[Data entries]
------------------------

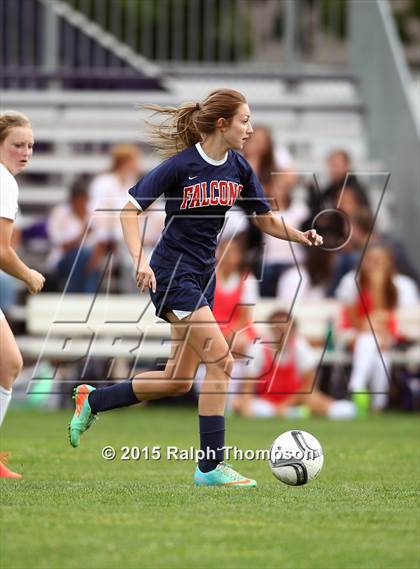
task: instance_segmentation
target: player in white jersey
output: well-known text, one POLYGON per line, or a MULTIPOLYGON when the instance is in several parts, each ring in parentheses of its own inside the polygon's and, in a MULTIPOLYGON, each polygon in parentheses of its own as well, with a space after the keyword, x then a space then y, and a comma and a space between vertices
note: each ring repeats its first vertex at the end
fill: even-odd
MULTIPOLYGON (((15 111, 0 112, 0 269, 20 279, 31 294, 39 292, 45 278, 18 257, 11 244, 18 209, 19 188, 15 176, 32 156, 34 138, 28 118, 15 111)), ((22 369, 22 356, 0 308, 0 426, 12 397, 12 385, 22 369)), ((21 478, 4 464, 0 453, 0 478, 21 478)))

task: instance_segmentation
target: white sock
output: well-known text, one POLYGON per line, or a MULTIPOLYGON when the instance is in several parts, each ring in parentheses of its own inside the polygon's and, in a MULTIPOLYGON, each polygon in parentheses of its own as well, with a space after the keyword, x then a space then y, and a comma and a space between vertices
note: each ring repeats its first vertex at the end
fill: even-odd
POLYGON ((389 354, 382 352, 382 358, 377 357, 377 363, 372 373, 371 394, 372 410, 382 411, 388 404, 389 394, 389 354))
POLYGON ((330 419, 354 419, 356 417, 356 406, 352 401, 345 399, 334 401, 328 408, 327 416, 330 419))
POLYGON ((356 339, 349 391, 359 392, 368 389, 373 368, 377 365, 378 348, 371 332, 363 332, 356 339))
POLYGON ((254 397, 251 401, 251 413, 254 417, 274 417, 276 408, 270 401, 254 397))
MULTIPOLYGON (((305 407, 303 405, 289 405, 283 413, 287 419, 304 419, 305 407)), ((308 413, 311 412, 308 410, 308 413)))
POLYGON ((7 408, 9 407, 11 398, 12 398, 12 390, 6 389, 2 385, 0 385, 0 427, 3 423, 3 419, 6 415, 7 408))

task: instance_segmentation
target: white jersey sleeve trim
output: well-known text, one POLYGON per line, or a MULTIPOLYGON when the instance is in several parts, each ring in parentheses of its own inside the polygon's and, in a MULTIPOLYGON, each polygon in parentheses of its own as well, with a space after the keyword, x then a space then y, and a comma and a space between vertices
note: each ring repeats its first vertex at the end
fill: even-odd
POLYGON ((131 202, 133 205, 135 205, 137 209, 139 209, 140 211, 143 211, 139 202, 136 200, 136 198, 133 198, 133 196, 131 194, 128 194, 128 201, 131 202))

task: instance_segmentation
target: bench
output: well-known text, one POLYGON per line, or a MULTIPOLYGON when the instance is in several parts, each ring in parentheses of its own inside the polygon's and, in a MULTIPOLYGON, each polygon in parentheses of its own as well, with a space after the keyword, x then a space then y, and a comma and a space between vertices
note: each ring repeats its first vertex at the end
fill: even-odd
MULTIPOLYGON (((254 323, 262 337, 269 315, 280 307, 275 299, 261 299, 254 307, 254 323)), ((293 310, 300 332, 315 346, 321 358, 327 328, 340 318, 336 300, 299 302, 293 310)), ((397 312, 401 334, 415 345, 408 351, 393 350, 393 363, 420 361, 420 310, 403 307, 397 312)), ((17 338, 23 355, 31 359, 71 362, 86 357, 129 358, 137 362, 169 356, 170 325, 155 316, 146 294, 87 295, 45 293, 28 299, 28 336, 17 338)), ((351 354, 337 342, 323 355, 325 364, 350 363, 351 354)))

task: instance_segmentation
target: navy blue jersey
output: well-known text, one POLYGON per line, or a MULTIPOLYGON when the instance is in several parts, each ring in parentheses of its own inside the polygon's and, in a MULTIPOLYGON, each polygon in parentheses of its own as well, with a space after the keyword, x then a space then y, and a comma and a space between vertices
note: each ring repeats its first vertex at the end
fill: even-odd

------------------------

TASK TO COMPLETE
Omit every picture while transcribing the records above exactly.

RESULT OF THE EXERCISE
task: instance_segmentation
target: player in white jersey
output: well-known text, one POLYGON per line, or a MULTIPOLYGON when the instance is in several parts, each ring in parentheses of its own inside the polygon's and, in a MULTIPOLYGON, each polygon in parentheses of its own as well, with a space after the keyword, x then a space then y, and a comma and a space between vertices
note: each ring repeats its first vertex at the end
fill: even-odd
MULTIPOLYGON (((15 111, 0 112, 0 269, 20 279, 31 294, 39 292, 45 278, 18 257, 11 244, 18 209, 19 188, 15 176, 32 156, 34 138, 28 118, 15 111)), ((22 369, 22 356, 0 308, 0 426, 12 397, 12 385, 22 369)), ((21 478, 4 464, 0 453, 0 478, 21 478)))

task: instance_segmentation
target: white sock
output: well-known text, one POLYGON per line, or a MULTIPOLYGON when the instance is in several parts, each ring in parentheses of its own inside the polygon's and, in a MULTIPOLYGON, each polygon in parentheses of its own as well, with a space after the keyword, x then a space then y, and a comma and a space between vertices
note: each ring repeats its first vertex at the end
fill: even-odd
POLYGON ((389 354, 382 352, 382 358, 377 357, 377 363, 372 373, 371 394, 372 410, 382 411, 388 404, 389 394, 389 354))
POLYGON ((330 419, 354 419, 356 417, 356 406, 352 401, 345 399, 334 401, 328 408, 327 416, 330 419))
POLYGON ((356 339, 349 391, 359 392, 368 389, 373 368, 377 365, 378 348, 371 332, 363 332, 356 339))
POLYGON ((254 397, 251 401, 251 413, 254 417, 274 417, 276 408, 270 401, 254 397))
MULTIPOLYGON (((305 407, 303 405, 289 405, 283 413, 287 419, 304 419, 305 407)), ((308 413, 311 412, 308 410, 308 413)))
POLYGON ((7 408, 9 407, 11 398, 12 398, 12 390, 6 389, 2 385, 0 385, 0 427, 3 423, 3 419, 6 415, 7 408))

task: instance_segmentation
target: white jersey sleeve trim
output: well-known text, one POLYGON per line, or a MULTIPOLYGON when the instance is in several parts, each ring in parentheses of its own inside the polygon's and, in a MULTIPOLYGON, each polygon in parentheses of its own as well, with a space after the keyword, x then a space then y, and a comma and a space between vertices
note: each ring repeats its first vertex at the end
fill: even-odd
POLYGON ((131 202, 133 205, 135 205, 137 209, 139 209, 140 211, 143 211, 139 202, 136 200, 136 198, 133 198, 133 196, 131 194, 128 194, 128 201, 131 202))

task: instance_segmentation
target: bench
output: well-known text, one POLYGON per line, or a MULTIPOLYGON when the instance is in several parts, each ring in parentheses of its own inside the polygon's and, in a MULTIPOLYGON, each polygon in parentheses of its own as well, with a space after the keyword, x then a space then y, and a comma and a space between vertices
note: each ring repeats its first vertex at the end
fill: even-odd
MULTIPOLYGON (((254 323, 262 337, 269 315, 280 307, 275 299, 261 299, 254 307, 254 323)), ((293 310, 300 332, 315 346, 321 358, 327 328, 340 318, 336 300, 299 302, 293 310)), ((397 312, 401 334, 415 345, 408 351, 393 350, 393 363, 420 361, 420 310, 403 307, 397 312)), ((17 338, 23 355, 31 359, 71 362, 86 357, 129 358, 137 362, 169 356, 170 325, 155 316, 146 294, 87 295, 45 293, 28 299, 28 336, 17 338)), ((351 354, 337 342, 323 355, 325 364, 350 363, 351 354)))

task: instance_segmentation
target: navy blue jersey
output: well-known text, one POLYGON per line, or a MULTIPOLYGON when the instance is in several parts, each ring in parentheses of its own inside the polygon's and, in a MULTIPOLYGON, each polygon in parentheses of its own as well, with a space after the keyword, x then a space then y, and a comma and a space between vertices
note: each ring repeats its first vertex at the end
fill: even-odd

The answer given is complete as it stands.